The lack of impact of the Peace Fleet in stopping the visits of the US ships, especially nuclear powered submarines, and the rapidly increasing number of visits led some brave activists to establish a new form of protest against their visits. As a result, Project Iceberg was formed.

Project Iceberg’s unique protest actions

The minutes of PI indicate that it first met in Fremantle on 30 April 1983. Their optimistic medium-term goals (up to 5 years) included ‘a nuclear free Southern Hemisphere, the end of ANZUS and no US bases in Australia.’ The short-term goals included ‘a Nuclear Free WA, stopping nuclear warship being open to visitors and establishing a conscientious objectors office/coffee shop for visiting US servicewomen and men.’11 The first meeting decided that non-violent civil disobedience was an appropriate strategy and led to a discussion on the possibility of establishing a non-violent training centre in the state. Some at this first meeting were worried that a new campaign would detract from other campaigns such as PNDWA’s Palm Sunday Rally. Civil disobedience was proposed as a tactic as it would provide media coverage, both locally and interstate, about the growing problem of nuclear warship visits to Western Australia.

Louise Duxbury:

CANE, I think it was one of the things that attracted me, it was very democratic, a cooperative approach, we were all welcomed, all skills were valued, decision making was by a very democratic committee structure, and you know, you could take on whatever roles that you felt that you had the capacity for. And also the campaigns, the things that we chose to do, were very much along those non-violence lines — where you weren’t going out and engaging in sabotage for example. And Project Iceberg was based on non- violence principles.

Discussion at this first meeting also focused on a name for the new organisation with many suggestions being considered, such as ‘Quokka Alliance, Wallaby Alliance, Project Peace and Indian Ocean Peace Action Group.’ 12 The activists involved in the founding of PI included Chuck Bonzas, Bill Ethell, Tony Freeman (part-time coordinator), Bill Hare, Jo Hayter, Jane Hutchison, Patsy Molloy, Annabelle Newbury and Gail Green. Meetings were held every one to two weeks to discuss associated activities such as the lobbying of ALP, unions, and government officials at a local and state level. Information on relevant laws affecting the planned protests was investigated and volunteers offered to be arrested at the upcoming protests. Letters were also sent to the Fremantle Port Authority (now Fremantle Ports) and the Minister for Police to explain the planned PI activities. The focus of their first official protests was the proposed visit of the USS Carl Vinson and five other ships to Fremantle on l July 1983.13 Funds to help the campaign were provided by the group Civil Liberties Action Committee that had earlier coordinated the campaigns against Section 54B of the Police Act and had disbanded with the election of the Brian Burke Labor Government in 1983. PI shared an office with PNDWA in Perth and PNDWA took the lead in coordinating all of the anti-ship activities by PI and the other community groups, eg the UNAA, the Quakers and SANA.

PI’s original Statement of Principles drafted by Bill Ethell for the meeting on 28 May 1983 was:

The purpose of the Project Iceberg group is to create a climate of critical understanding of the consequences of Australia’s involvement in the global militarism of superpowers and seek public support for an end to that involvement.
____________________
Please carry on the text about Project Iceberg from where it stops.
____________________
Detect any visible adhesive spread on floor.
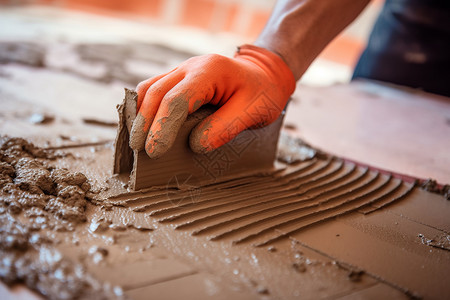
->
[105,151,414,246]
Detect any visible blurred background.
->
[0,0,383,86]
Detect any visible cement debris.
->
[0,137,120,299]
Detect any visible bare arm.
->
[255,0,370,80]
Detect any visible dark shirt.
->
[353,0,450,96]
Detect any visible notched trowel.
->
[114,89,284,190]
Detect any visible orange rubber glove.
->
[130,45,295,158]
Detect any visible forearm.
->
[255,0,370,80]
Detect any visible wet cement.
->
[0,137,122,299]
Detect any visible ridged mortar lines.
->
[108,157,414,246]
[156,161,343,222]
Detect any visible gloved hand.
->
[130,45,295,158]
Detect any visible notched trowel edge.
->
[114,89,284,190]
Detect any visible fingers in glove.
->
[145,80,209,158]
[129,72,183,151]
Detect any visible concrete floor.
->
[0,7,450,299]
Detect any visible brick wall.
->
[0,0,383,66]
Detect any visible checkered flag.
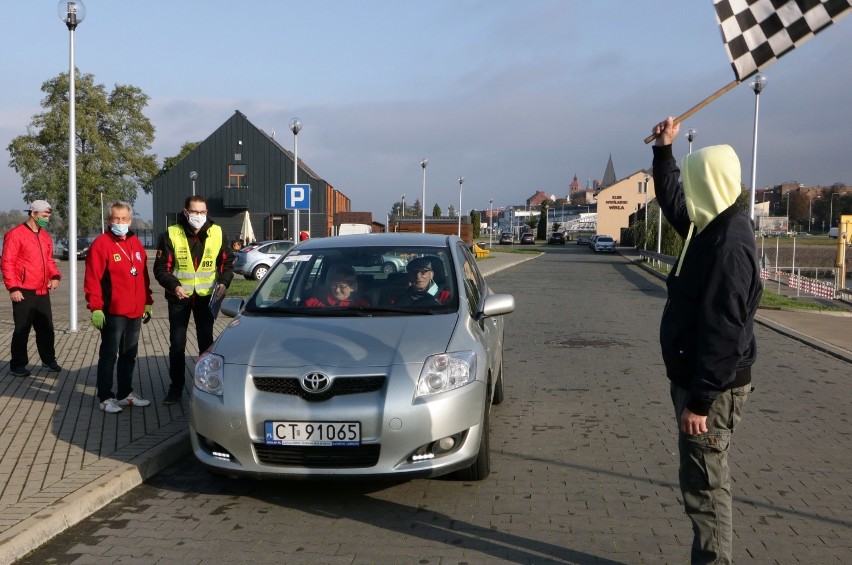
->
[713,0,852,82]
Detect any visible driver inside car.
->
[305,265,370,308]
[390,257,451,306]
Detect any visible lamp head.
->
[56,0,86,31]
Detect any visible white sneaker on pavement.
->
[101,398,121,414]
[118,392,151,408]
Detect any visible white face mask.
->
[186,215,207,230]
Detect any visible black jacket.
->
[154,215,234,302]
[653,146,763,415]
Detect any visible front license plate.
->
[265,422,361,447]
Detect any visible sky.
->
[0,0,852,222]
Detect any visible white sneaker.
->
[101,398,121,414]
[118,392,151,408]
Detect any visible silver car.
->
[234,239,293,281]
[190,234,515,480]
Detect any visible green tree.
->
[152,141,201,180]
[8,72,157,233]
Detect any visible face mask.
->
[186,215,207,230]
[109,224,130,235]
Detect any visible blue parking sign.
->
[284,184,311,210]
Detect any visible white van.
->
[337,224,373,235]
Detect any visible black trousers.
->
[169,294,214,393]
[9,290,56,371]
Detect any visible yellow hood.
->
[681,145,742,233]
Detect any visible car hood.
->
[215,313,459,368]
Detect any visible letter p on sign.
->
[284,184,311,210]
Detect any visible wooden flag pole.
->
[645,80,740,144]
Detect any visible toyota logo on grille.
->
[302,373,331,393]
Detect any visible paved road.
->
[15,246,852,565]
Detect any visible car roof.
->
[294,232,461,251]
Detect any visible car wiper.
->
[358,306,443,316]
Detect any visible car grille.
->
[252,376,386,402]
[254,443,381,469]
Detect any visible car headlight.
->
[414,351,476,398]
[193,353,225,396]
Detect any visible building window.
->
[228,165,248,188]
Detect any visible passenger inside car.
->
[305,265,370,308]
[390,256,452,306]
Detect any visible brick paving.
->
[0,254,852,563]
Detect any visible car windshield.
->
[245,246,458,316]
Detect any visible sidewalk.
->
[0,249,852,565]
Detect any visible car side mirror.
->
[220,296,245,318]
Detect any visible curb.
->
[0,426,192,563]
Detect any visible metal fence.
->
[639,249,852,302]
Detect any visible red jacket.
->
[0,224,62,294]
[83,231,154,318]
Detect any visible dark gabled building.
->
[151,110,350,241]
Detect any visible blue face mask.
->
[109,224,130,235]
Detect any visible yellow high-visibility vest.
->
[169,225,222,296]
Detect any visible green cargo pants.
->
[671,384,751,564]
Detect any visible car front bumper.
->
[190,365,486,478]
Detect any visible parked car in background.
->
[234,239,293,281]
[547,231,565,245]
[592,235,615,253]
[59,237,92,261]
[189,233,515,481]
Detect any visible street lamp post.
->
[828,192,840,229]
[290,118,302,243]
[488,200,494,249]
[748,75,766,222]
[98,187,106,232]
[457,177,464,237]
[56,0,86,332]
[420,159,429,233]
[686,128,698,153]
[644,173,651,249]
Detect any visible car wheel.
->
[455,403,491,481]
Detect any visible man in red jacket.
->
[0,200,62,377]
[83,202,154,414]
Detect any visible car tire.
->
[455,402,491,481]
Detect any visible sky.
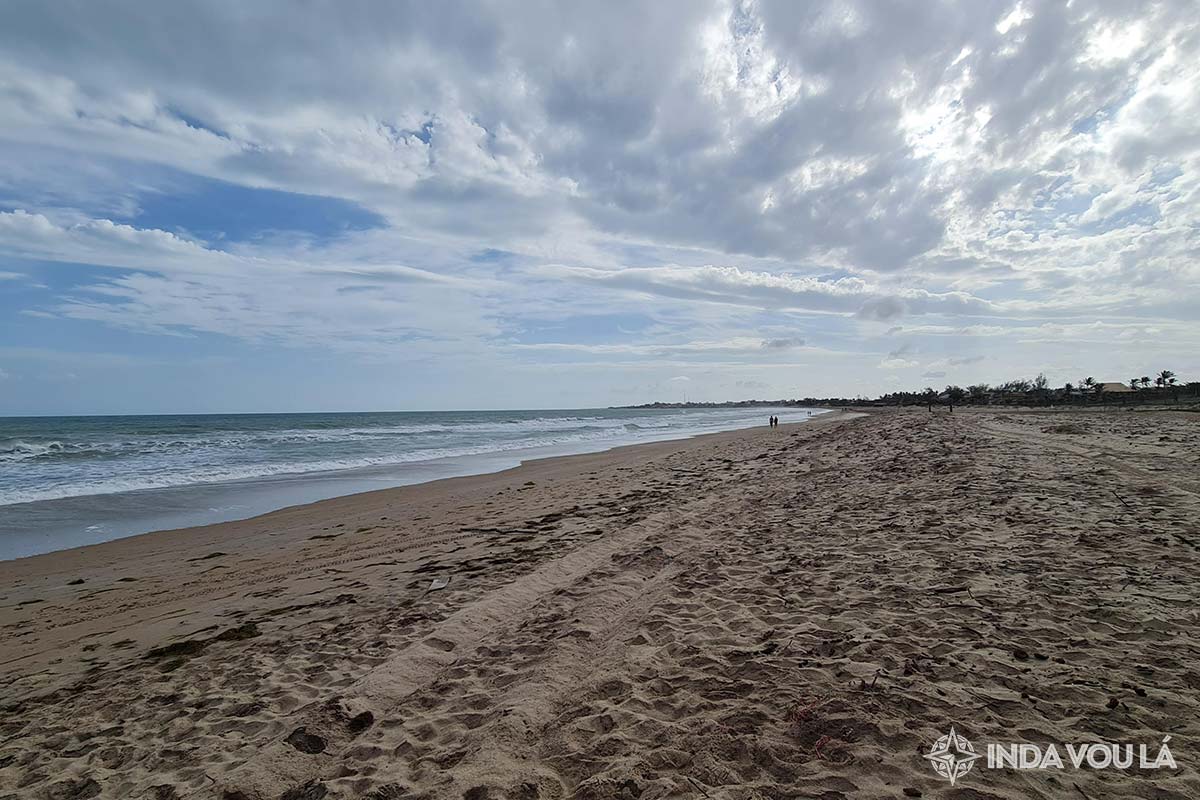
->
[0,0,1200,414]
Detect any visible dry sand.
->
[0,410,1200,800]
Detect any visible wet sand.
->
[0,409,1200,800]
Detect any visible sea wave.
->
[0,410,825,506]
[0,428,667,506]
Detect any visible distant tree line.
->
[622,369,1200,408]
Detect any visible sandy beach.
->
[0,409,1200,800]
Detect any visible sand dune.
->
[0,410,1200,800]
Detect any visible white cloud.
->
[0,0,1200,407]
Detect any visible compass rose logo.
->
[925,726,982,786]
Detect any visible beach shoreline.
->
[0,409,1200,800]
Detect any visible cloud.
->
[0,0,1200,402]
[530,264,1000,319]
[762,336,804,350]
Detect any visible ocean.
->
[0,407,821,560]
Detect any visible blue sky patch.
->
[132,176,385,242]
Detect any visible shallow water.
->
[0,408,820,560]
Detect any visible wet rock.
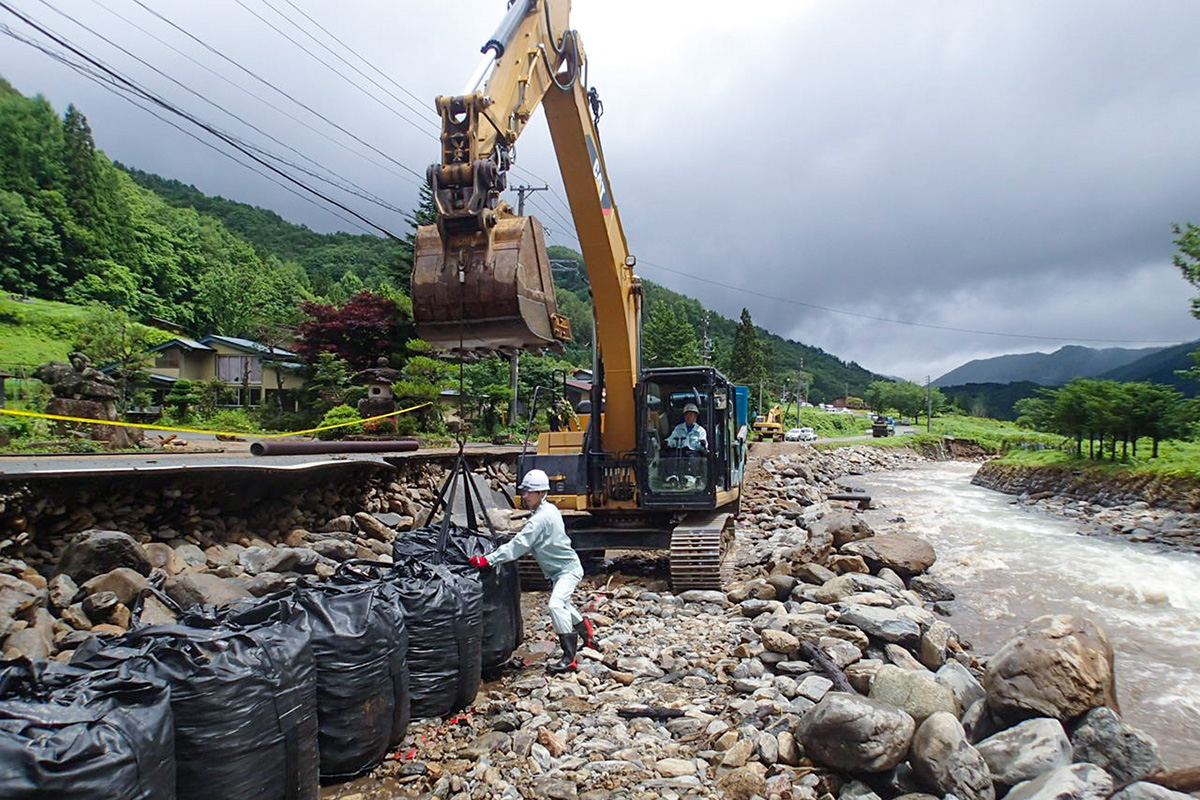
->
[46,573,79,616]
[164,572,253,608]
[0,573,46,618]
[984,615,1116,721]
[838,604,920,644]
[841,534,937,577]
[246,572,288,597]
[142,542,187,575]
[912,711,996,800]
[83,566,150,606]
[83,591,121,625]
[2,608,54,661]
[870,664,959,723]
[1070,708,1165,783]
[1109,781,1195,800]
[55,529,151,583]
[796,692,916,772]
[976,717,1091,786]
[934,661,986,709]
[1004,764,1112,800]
____________________
__Written response__.
We dissent from any view that supports the manufacture, use, storage and carriage of nuclear weapons and firmly believe that their manufacture, use storage and carriage is an act of violence against all life and should therefore be opposed.

We will encourage, initiate and participate in non-violent actions designed to support our purpose.“

Planning for the Carl Vinson ’s visit included arranging for leaflets to be handed to the public (see Appendix A) and a silent vigil and pray-in to be led by the Quakers. The UNAA agreed to arrange a delegation to the US Consul that included Bishop Michael Challen, Dean of Perth David Robarts and Prof Phillip Jennings of SANA.15 The PI core group of activists was expanded to include people such as Jo Vallentine, who was involved with the proposed pray-in along with well-known Quaker Cyril Gare.

The program of events on Saturday 2 July 1983 included the silent vigil and pray-in, the delegation events as well as a rally at Fremantle that included an introduction from Keith Peckham of Fremantle PNDWA, a speech by Fremantle councillor Bill Latter, a march, and a linking of hands from the Fremantle city centre to the wharf. ALP Senator Ruth Coleman delivered the final speech. The Saturday rally was reported as being attended by 5-10 000 people16 and at its conclusion some PI protesters went to the wharf and six were arrested for handing out protest leaflets. 17

The first PI on-board protest activity occurred on Sunday 3 July on the USS Worden. This resulted in no arrests and was the first time in the world that the anti-nuclear movement had taken its protests on-board a US nuclear vessel.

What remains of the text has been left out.